- [PROBLEM DESCRIPTION] Look through the listing below and say how many lines contain the word "truck". Nothing else belongs in the reply.

- [DATA SHOWN]
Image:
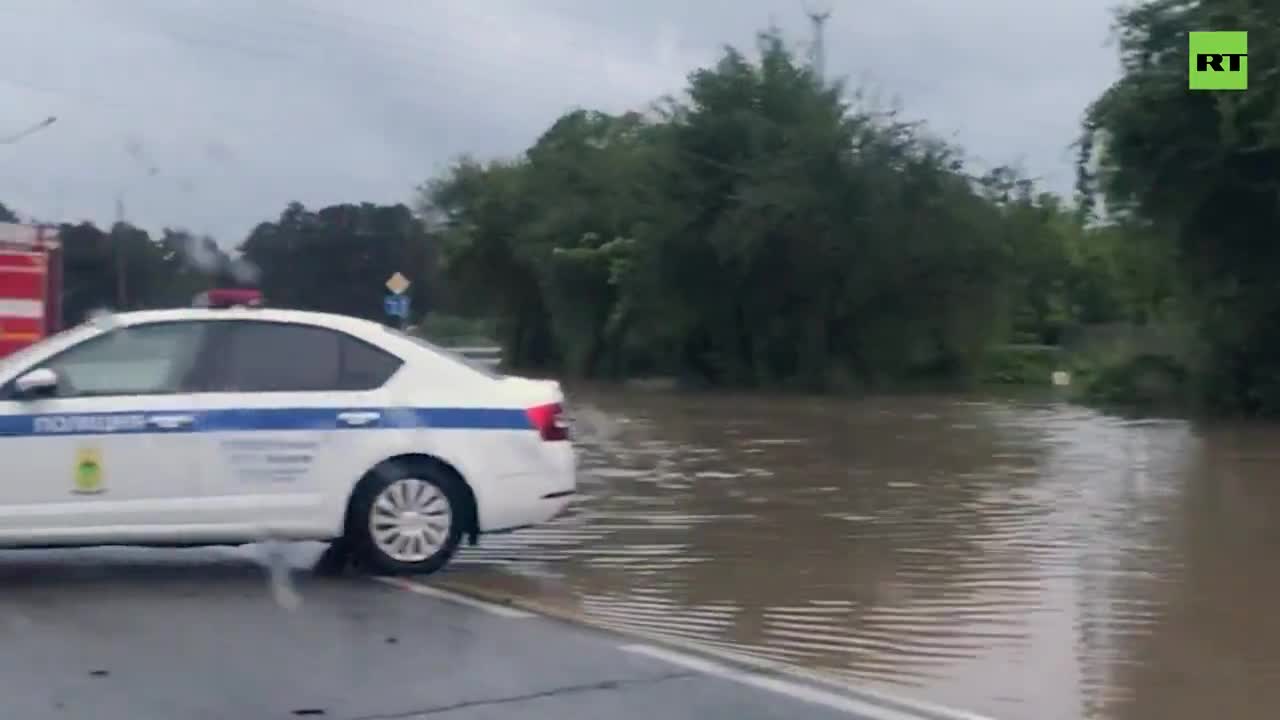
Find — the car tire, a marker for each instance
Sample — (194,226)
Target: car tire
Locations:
(394,520)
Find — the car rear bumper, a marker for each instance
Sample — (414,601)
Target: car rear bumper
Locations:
(519,500)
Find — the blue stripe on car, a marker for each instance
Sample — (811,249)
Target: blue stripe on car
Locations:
(243,419)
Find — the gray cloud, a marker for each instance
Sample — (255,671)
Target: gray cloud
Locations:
(211,114)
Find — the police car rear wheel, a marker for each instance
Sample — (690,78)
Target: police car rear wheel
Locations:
(406,520)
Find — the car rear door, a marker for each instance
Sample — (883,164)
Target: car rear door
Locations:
(286,432)
(112,455)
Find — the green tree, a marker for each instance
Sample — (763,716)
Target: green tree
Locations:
(1203,171)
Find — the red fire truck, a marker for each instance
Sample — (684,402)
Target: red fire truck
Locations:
(31,285)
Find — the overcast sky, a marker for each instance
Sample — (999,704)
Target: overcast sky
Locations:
(213,114)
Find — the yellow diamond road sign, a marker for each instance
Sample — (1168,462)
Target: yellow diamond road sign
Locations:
(397,283)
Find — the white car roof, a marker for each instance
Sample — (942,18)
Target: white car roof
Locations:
(376,333)
(357,326)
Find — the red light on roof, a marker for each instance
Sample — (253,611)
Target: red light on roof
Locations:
(229,297)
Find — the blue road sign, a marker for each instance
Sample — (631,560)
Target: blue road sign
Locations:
(396,305)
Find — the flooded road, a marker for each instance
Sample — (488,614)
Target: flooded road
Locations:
(1016,559)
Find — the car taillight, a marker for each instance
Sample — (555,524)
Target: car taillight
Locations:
(548,422)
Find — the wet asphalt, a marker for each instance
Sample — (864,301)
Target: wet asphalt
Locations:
(140,634)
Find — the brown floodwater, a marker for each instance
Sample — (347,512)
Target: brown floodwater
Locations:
(1028,560)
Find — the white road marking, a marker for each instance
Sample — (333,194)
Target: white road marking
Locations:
(493,609)
(812,695)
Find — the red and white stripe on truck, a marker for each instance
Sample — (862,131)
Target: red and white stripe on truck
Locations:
(30,285)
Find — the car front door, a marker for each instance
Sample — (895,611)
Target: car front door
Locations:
(287,436)
(110,452)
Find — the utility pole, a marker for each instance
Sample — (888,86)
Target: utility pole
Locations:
(818,50)
(118,251)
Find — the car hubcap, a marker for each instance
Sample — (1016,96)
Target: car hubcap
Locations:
(411,520)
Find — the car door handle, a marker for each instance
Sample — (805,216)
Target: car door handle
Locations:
(359,418)
(170,422)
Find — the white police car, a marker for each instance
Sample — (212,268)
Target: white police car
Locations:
(231,425)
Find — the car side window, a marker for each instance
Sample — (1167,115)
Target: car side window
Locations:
(150,359)
(365,367)
(264,356)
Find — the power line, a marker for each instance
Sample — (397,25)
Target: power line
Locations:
(818,50)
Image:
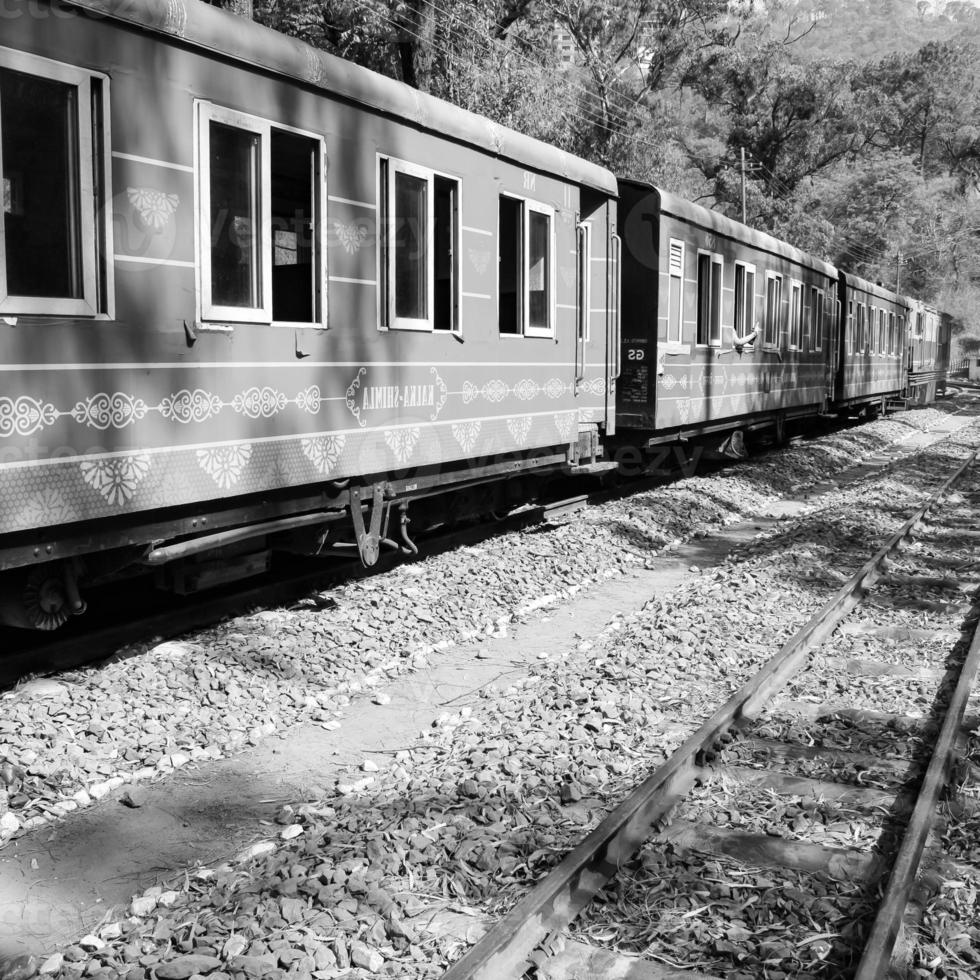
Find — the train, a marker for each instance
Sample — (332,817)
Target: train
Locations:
(256,300)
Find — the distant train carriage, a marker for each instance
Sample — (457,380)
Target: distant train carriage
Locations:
(871,366)
(724,327)
(927,351)
(251,291)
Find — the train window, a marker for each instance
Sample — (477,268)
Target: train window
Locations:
(583,299)
(774,299)
(53,249)
(744,299)
(261,218)
(419,280)
(816,315)
(526,268)
(709,299)
(675,293)
(795,316)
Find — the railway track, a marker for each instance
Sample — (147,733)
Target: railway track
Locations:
(81,643)
(703,809)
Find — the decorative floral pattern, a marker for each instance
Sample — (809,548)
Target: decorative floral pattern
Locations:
(466,434)
(554,388)
(352,237)
(323,452)
(526,389)
(519,428)
(441,393)
(224,464)
(563,423)
(190,406)
(351,397)
(402,442)
(48,507)
(117,477)
(104,411)
(261,402)
(594,386)
(24,415)
(495,391)
(309,399)
(154,207)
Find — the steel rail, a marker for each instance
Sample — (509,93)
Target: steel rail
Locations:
(880,944)
(506,949)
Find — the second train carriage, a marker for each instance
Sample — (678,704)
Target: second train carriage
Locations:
(249,288)
(871,366)
(724,327)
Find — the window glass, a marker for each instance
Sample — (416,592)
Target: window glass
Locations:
(816,319)
(774,288)
(41,197)
(511,289)
(445,302)
(539,271)
(411,236)
(294,253)
(675,293)
(795,315)
(709,300)
(234,186)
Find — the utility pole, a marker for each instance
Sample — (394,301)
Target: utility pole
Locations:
(743,185)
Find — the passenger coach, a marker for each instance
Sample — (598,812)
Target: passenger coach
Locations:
(724,328)
(256,297)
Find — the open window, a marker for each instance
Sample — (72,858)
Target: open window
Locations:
(709,299)
(816,318)
(675,293)
(261,216)
(54,235)
(419,248)
(583,298)
(795,316)
(774,299)
(526,268)
(744,299)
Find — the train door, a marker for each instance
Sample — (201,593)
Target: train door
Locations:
(597,303)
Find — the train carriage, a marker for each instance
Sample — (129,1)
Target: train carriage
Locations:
(248,288)
(926,350)
(724,327)
(871,366)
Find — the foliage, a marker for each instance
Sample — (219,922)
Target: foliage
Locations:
(859,119)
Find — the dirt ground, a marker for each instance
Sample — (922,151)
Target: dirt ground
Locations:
(62,881)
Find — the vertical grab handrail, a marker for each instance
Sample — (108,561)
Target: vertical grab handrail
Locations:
(615,324)
(582,271)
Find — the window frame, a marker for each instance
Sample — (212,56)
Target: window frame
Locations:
(715,302)
(209,311)
(530,205)
(747,269)
(796,316)
(775,316)
(94,176)
(817,322)
(583,242)
(679,339)
(536,207)
(387,320)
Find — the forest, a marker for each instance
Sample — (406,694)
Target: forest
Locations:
(859,120)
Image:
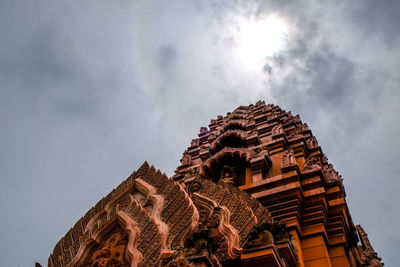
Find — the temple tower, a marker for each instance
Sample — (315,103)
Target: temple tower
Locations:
(254,189)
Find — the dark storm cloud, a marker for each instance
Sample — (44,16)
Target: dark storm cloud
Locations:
(377,17)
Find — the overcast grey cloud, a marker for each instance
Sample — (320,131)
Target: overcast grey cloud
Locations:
(90,90)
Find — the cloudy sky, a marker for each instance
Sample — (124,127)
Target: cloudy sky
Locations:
(91,89)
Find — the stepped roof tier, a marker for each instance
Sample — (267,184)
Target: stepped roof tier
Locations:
(254,189)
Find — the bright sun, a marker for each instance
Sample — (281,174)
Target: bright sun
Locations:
(260,38)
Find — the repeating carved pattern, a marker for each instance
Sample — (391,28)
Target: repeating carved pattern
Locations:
(171,220)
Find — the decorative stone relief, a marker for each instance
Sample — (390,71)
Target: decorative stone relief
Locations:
(288,158)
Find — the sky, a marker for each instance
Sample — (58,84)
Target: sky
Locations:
(89,90)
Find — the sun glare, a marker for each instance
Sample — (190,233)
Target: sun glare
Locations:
(260,38)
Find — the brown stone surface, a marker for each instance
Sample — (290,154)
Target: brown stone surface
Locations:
(254,189)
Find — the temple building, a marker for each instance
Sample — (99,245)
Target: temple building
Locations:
(254,189)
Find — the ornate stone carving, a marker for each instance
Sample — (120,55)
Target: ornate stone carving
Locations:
(203,130)
(277,130)
(195,142)
(288,158)
(186,159)
(111,253)
(304,127)
(261,236)
(312,142)
(228,175)
(367,256)
(312,163)
(330,174)
(179,261)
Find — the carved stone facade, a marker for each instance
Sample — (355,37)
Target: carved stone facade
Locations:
(254,189)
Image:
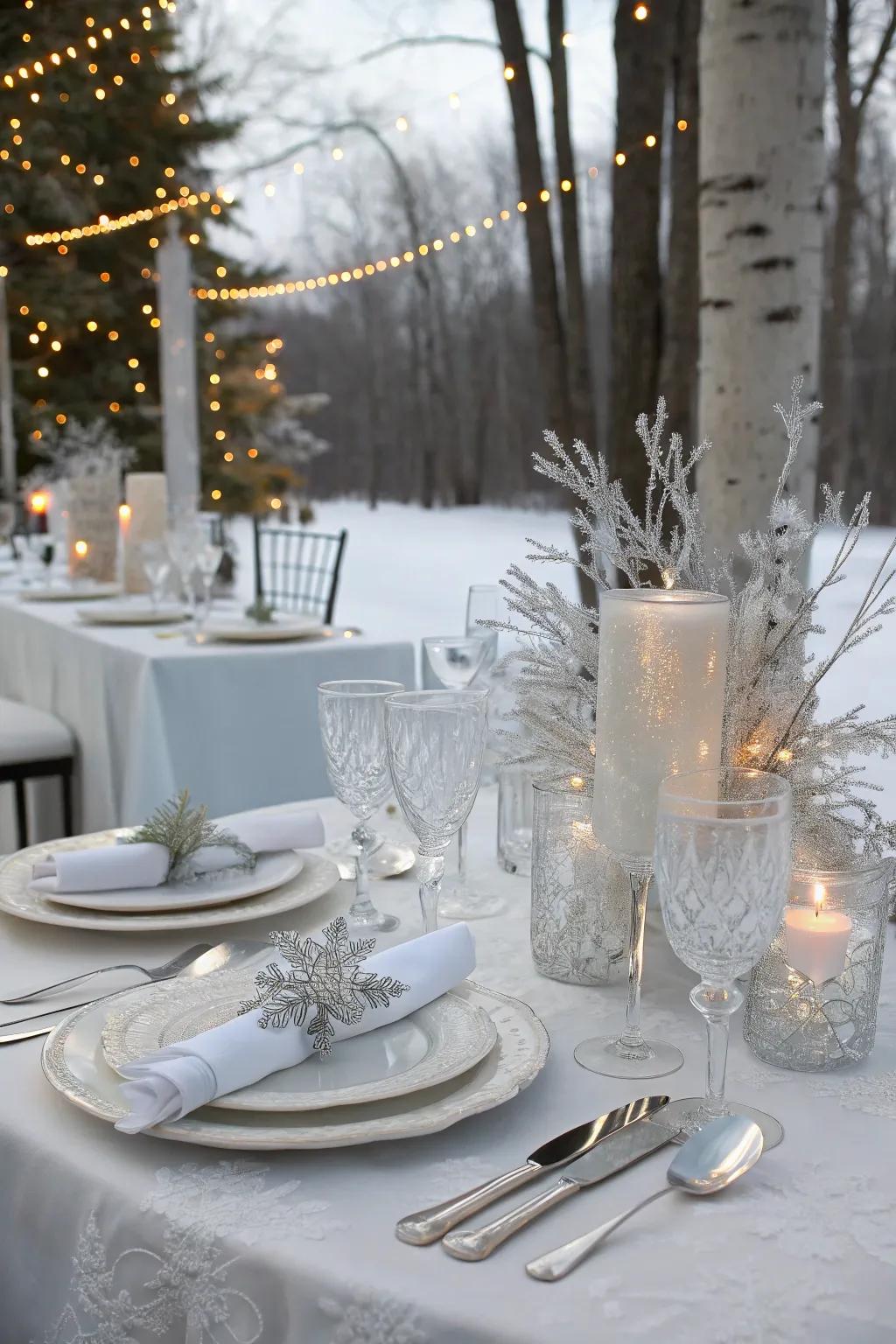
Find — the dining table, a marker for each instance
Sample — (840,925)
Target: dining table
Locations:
(130,1239)
(153,712)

- [RESPONSE AREA] 4